_Data records_.
..........

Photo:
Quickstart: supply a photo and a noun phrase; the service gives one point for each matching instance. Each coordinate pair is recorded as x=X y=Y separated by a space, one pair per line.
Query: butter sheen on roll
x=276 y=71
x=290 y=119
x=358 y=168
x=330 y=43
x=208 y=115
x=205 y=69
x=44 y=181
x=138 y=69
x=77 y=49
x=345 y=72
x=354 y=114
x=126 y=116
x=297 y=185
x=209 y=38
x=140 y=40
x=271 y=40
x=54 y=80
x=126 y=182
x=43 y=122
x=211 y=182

..........

_Exercise goal_. Go through the records and set each one down again, unchanged.

_Worked solution_.
Photo:
Quickstart: supply a photo and a noun phrase; the service gives one point for each matching instance. Each coordinate pair is recorded as x=X y=Y separated by a space, one pair per line.
Query: butter sheen on roll
x=276 y=71
x=290 y=119
x=358 y=168
x=330 y=43
x=208 y=115
x=205 y=69
x=44 y=181
x=138 y=69
x=77 y=49
x=345 y=72
x=354 y=114
x=126 y=116
x=297 y=185
x=209 y=38
x=140 y=40
x=271 y=40
x=54 y=80
x=126 y=182
x=43 y=122
x=211 y=182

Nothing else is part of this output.